= Exercise set =
1. Summarize the comment thread on the Wall Street Journal's New Deal article in two sentences.
2. Resume the comment thread on the Wall Street Journal's New Deal article from the point where it stops.

= Excerpted passage =
_ _ _

November 7, 2008 at 9:49 pm
Ben Alpers
Whoops…sorry about that stray beginning of an HTML tag.
You’ll find the website here.
November 7, 2008 at 9:52 pm
Q
David, just because someone goes from 99% certain of exploding after meeting yourself in a perfect storm of illogic to only 75% certain does not mean that their chances of living have not improved precipitously.
A 10% drop in unemployment is ridiculously relevant, even if the overall unemployment rate remained unfavorable. This. is. really. freaking. obvious. Even to someone who knows nothing about the subject like me.
Not to mention the fact that the WSJ’s article’s point that the New Deal accomplished little to nothing was also really. freaking. obvious. No matter how various people try to claim their words really meant X.
November 7, 2008 at 10:12 pm
dana
I imagine soon they’ll be advancing arguments about the kerning in the Cambridge publication.
November 7, 2008 at 10:12 pm
silbey
As I said above, I don’t think that counts as a great success…
You’re right. Putting 1/10 of the entire American population back to work is not a success. That would only be several million people. I’m sure their families didn’t need to eat, or anything.
November 8, 2008 at 1:04 am
Walt
This is like an outbreak of mass psychosis. Eric takes on an incredibly narrow point — that a single Wall Street Journal editorial is deliberately misleading — and half the internet’s libertarians show up to argue that there is a possible alternative editorial in which it all makes sense, and that Eric is clearly saying that because one person misused a piece of data that Eric clearly thinks that data has no legitimate uses. Did the world’s libertarians take some sort of blood oath to defend every word that appears in the Wall Street Journal?
November 8, 2008 at 1:38 am
Michael Turner
Inappropriate? Don’t you mean misleading, if not dishonest? Admit it, you fibber.

_ _ _

= Information shown =
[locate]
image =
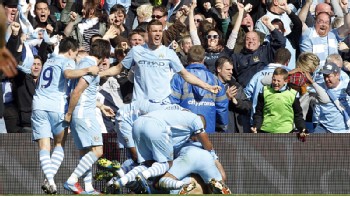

_ _ _

= Answer set =
1. Commenters Q and silbey argue that a New Deal drop in unemployment putting about a tenth of the population back to work was clearly a meaningful success, even if the overall rate stayed unfavorable. Walt complains that libertarians across the internet have rushed to defend a single Wall Street Journal editorial that Eric called deliberately misleading, and Ben Alpers apologizes for a stray HTML tag and points readers to a website.

2.
wgreen wrote, in part:
What part of “Depression” didn’t wgreen understand? People with money weren’t putting that money into the economy. That was the problem. That’s what made it a depression. That’s what the defin– [brain explodes with almost no warning, sorry if you got splattered].
wgreen did, however, contribute a useful term to econ blog discourse in the above post: “teh daat”. No, really. Go look. I’m not making this up.
I hereby move that from now on, whenever someone really screws up big-time in citing and interpreting statistics, tables and/or graphs, we respond with “Ooh, that was Teh Daat!”
This can also be our secret nickname for Donald Luskin.
November 8, 2008 at 2:05 am
arthur
Well Halloween’s over, but people are still keeping their economist costumes on…
But seriously, I do wonder why you guys died on this particular hill. Most of your commenters are “economists” who think they know economics because they’ve read Marginal Revolution for 6 months. They have no idea how economic statistics work, how to evaluate bad research from good, and they most likely can’t transpose a 2 by 2 matrix correctly if you gave them 4 tries. Perhaps you academics are used to proper debate, but I do think you guys can be more aggressive. I have arrived a bit late to counter troll, but from my experience with dealing with creationists, the point is not to win the over with reasoned debate, but to expose their ignorance for the spectators. So in future, keep going on the offensive, and let them be the one to supply new info or new arguments.
Example:
Pushmedia1: “I’m guessing the WSJ has a much lower weight on the “don’t let people starve” norm, whereas you have a lower weight on the efficiency norm. Its not obvious what the correct weights should be”
WRONG REPLY: “In the middle of a depression, with 30%+ employment, I think that (without taking it to the extremes you just posited) we can worry about the starving people on the streets and be less concerned with maximizing the abolute efficiency of it all.”
CORRECT REPLY: “Listen mate, when we come up with real world policies we deal with real world problems. If you don’t know the policy options then, you don’t know what the tradeoffs are now, so you have no business telling me off about tradeoffs. And since you want to be like the big boys and play public choice analyst, you come up with a policy package where 10% of the population starve, and we’ll see whether any sane person will take the specific efficiency gains you’ve made over our non-starving people. Until then, don’t pretend that the WSJ weights are as reasonable as the American people’s. Capiche?”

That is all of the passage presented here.